Collected data

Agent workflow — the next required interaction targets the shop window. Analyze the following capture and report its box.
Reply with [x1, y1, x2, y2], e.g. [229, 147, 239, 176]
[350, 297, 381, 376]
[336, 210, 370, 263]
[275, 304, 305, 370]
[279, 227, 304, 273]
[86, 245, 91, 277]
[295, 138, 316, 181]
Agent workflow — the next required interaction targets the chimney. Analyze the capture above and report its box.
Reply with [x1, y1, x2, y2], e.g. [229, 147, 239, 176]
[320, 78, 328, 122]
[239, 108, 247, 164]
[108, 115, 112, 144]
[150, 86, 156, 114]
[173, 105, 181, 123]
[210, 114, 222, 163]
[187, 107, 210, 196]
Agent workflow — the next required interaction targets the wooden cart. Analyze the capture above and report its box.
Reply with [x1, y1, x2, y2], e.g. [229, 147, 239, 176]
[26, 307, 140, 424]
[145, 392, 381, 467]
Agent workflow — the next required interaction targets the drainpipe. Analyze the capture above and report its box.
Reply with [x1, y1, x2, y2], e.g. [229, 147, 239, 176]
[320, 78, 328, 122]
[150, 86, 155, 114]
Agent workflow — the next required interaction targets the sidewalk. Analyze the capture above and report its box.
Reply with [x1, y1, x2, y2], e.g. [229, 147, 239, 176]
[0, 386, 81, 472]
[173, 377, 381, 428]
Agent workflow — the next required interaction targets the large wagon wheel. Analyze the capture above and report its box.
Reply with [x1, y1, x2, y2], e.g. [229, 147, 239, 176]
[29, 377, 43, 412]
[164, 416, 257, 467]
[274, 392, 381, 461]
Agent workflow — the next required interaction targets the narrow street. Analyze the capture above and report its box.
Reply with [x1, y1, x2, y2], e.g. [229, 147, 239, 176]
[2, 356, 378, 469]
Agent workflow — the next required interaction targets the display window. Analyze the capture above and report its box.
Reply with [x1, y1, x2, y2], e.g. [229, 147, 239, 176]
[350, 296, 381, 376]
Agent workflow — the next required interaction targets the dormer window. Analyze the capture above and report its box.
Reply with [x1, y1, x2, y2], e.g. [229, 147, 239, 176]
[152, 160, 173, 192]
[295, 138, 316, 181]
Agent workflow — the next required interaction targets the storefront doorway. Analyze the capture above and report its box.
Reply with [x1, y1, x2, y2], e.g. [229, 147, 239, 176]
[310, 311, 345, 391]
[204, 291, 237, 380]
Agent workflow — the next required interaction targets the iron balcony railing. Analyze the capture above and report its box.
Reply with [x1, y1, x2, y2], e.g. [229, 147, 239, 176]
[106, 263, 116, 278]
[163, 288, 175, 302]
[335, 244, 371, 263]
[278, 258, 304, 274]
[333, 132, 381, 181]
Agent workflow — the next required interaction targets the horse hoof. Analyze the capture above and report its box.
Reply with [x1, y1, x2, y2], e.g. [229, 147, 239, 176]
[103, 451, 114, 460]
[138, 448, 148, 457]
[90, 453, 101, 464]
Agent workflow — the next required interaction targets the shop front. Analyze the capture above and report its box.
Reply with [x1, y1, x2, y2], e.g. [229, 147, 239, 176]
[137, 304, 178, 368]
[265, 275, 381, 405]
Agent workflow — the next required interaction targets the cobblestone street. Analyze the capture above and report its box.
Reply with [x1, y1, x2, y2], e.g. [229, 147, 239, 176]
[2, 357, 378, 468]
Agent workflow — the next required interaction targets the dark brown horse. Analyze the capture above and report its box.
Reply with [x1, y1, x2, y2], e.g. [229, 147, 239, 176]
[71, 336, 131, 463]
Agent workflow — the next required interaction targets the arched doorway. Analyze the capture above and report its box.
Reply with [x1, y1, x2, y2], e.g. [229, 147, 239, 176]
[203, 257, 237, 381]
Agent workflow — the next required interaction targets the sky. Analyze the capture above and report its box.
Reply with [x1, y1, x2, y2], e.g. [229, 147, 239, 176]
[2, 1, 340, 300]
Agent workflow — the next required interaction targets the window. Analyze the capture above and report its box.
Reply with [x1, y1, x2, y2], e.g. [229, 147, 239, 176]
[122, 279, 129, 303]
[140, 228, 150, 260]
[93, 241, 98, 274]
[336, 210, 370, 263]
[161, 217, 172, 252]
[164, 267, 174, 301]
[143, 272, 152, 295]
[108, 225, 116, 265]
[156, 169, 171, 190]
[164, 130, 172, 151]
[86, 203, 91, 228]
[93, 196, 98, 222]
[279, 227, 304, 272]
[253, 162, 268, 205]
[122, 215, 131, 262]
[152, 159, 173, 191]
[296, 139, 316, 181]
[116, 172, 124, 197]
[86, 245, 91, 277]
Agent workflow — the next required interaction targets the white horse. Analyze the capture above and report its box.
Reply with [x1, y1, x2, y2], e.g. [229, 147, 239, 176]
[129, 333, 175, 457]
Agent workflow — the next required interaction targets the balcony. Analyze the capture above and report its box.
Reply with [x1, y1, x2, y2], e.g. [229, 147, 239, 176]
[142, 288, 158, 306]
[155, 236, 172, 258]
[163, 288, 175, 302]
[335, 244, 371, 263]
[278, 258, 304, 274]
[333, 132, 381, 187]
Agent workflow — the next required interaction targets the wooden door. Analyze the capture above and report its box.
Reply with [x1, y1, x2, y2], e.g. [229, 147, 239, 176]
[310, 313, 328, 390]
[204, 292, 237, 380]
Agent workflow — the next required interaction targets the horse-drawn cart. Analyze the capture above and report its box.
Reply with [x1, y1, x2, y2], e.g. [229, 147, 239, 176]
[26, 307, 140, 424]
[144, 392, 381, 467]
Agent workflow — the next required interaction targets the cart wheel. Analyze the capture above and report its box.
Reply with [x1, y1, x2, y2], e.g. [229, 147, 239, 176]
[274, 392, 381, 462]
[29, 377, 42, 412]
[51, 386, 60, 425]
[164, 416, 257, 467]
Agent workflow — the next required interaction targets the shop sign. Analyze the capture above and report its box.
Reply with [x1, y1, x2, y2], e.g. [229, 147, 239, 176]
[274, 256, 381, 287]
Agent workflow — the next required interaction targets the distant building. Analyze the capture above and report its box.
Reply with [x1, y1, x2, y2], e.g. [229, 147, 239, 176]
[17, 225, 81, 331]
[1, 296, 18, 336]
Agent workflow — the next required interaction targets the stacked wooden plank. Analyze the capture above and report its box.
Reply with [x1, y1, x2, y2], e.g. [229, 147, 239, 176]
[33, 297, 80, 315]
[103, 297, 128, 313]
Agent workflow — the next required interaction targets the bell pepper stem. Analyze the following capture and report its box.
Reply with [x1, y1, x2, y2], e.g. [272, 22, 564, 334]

Written problem. Copy every line of the listing above word for word, without any changes.

Exercise response.
Agent workflow — the next required interaction targets the shop window. Analyze the following capture and report its box.
Reply with [x1, y1, x2, y2], e.g. [229, 147, 239, 176]
[350, 297, 381, 376]
[336, 210, 370, 263]
[275, 304, 305, 370]
[279, 227, 304, 273]
[86, 245, 91, 277]
[295, 138, 316, 181]
Agent workflow — the next required interaction targets the chimney. Analyze the capture above and report its box.
Reply with [x1, y1, x2, y2], e.g. [229, 147, 239, 176]
[320, 78, 328, 122]
[239, 108, 247, 164]
[108, 115, 112, 144]
[150, 86, 156, 114]
[173, 105, 181, 123]
[210, 114, 222, 163]
[187, 107, 210, 196]
Agent workflow — the next required interaction targets the wooden cart. Analyze the capture above and report its box.
Reply with [x1, y1, x2, y2], e.g. [229, 147, 239, 176]
[26, 307, 140, 424]
[145, 392, 381, 467]
Agent workflow — the next required interaction targets the drainpipe. Analyze the capture above and report its box.
Reply with [x1, y1, x2, y2], e.g. [229, 147, 239, 176]
[320, 78, 328, 122]
[150, 86, 155, 114]
Agent workflow — the next required interaction targets the sidewalk. Analyze the capture above and report its box.
Reply with [x1, y1, x2, y2], e.g. [229, 147, 239, 176]
[0, 386, 81, 472]
[173, 377, 381, 428]
Agent workflow — the next required interaction targets the large wagon wheel. Analyze the capture above and report its box.
Reply with [x1, y1, x2, y2], e.g. [229, 147, 239, 176]
[29, 377, 43, 412]
[164, 416, 257, 467]
[274, 392, 381, 461]
Agent workflow — the next required interaction targets the narrow street. Analyze the capture above and report its box.
Reply with [x1, y1, x2, y2], e.g. [229, 147, 239, 176]
[2, 356, 378, 469]
Agent workflow — the next required interaction targets the display window. Analyze the capture above and report its box.
Reply with [x1, y1, x2, y2], e.g. [229, 147, 239, 176]
[350, 296, 381, 376]
Agent workflow — the next required interaction targets the dormer window. Analyze the capture above and report its box.
Reply with [x1, y1, x2, y2], e.g. [229, 147, 239, 176]
[152, 160, 173, 192]
[295, 138, 316, 181]
Agent workflow — the next required interaction targets the storefront doorway. Analyze the capture above and report its box.
Reply with [x1, y1, x2, y2], e.g. [229, 147, 239, 176]
[310, 311, 345, 391]
[204, 291, 237, 380]
Agent workflow — the next required interaction targets the iron balcony railing. Analyze the capture above and report its box.
Reply with [x1, y1, x2, y2], e.g. [229, 147, 239, 176]
[106, 263, 116, 278]
[163, 288, 175, 302]
[335, 244, 371, 263]
[278, 258, 304, 274]
[333, 132, 381, 181]
Agent workflow — the next required interaction targets the horse hoof. Analyze the capture above and report its box.
Reply with [x1, y1, x2, y2], e.g. [229, 147, 239, 176]
[103, 451, 114, 460]
[138, 448, 148, 457]
[90, 453, 101, 464]
Agent workflow — the next required interaction targets the shop front. Analyze the capture above and report its box.
Reply with [x1, y1, x2, y2], e.g. [229, 147, 239, 176]
[137, 304, 178, 368]
[265, 275, 381, 405]
Agent workflow — the next required interaction targets the cobblestone street. Analyze the capture above and report its box.
Reply with [x1, y1, x2, y2], e.g. [229, 147, 239, 176]
[2, 357, 378, 468]
Agent workflow — the next required interaction targets the dark brown horse. Analyze the capture above and report its box.
Reply with [x1, y1, x2, y2], e.g. [229, 147, 239, 176]
[71, 336, 131, 463]
Agent workflow — the next required interaction targets the arched doorway. Analyze the capture above and report its box.
Reply with [x1, y1, x2, y2], e.g. [229, 147, 239, 176]
[203, 257, 237, 381]
Agent workflow — the next required interaction targets the sky. Analyze the capture above and report its box.
Reply with [x1, y1, x2, y2], e.g. [229, 147, 239, 176]
[2, 1, 340, 300]
Agent workflow — the next required interaction targets the window. Analyze the capture above and report its box.
Reply with [x1, y1, x2, y2], e.g. [229, 147, 239, 176]
[122, 279, 129, 303]
[140, 228, 150, 260]
[93, 241, 98, 274]
[336, 210, 370, 263]
[161, 217, 172, 252]
[164, 267, 174, 301]
[143, 272, 152, 295]
[108, 225, 116, 265]
[156, 169, 171, 190]
[164, 130, 172, 151]
[86, 203, 91, 228]
[93, 196, 98, 222]
[279, 227, 304, 272]
[253, 162, 268, 205]
[122, 215, 131, 262]
[152, 159, 173, 191]
[296, 139, 316, 181]
[116, 172, 124, 197]
[86, 245, 91, 277]
Agent workflow — the next required interaction targets the white horse. Analyze the capture above and report its box.
Reply with [x1, y1, x2, y2], e.g. [229, 147, 239, 176]
[129, 333, 175, 457]
Agent workflow — the next required interaction targets the balcony. Analyze the capture above and report its box.
Reply with [x1, y1, x2, y2], e.g. [229, 147, 239, 176]
[142, 288, 158, 306]
[155, 236, 172, 258]
[163, 288, 175, 302]
[335, 244, 371, 263]
[278, 258, 304, 274]
[333, 132, 381, 187]
Agent workflow — the next required interaction targets the wooden door. Analyze the capture above and report its box.
Reply with [x1, y1, x2, y2], e.g. [229, 147, 239, 176]
[310, 313, 328, 390]
[204, 292, 237, 380]
Agent workflow — the next required interaction targets the horse-drawn cart. Analyze the capture above and report its box.
Reply with [x1, y1, x2, y2], e.g. [229, 147, 239, 176]
[26, 307, 140, 424]
[144, 392, 381, 467]
Agent workflow — the next required interaction targets the cart wheel. Analyze the capture above and report its box.
Reply with [x1, y1, x2, y2], e.g. [229, 147, 239, 176]
[274, 392, 381, 462]
[29, 377, 42, 412]
[51, 386, 60, 425]
[164, 416, 257, 467]
Agent workflow — the next required interaction targets the shop sign. Analyze the capture above and report its box.
Reply with [x1, y1, x2, y2], e.g. [229, 147, 239, 176]
[274, 256, 381, 287]
Agent workflow — the next required interaction targets the distant building. Analyze the capture above and report its box.
Reply with [x1, y1, x2, y2], e.g. [229, 147, 239, 176]
[17, 225, 81, 331]
[1, 296, 18, 336]
Agent workflow — the next required interaction targets the stacked wooden plank. Analyze the capture above and report its box.
Reply with [x1, y1, x2, y2], e.g. [229, 147, 239, 176]
[33, 297, 80, 315]
[103, 297, 128, 313]
Agent workflow — the next required interaction targets the bell pepper stem. Analyze the following capture and report its box.
Reply with [x1, y1, x2, y2], e.g. [272, 22, 564, 334]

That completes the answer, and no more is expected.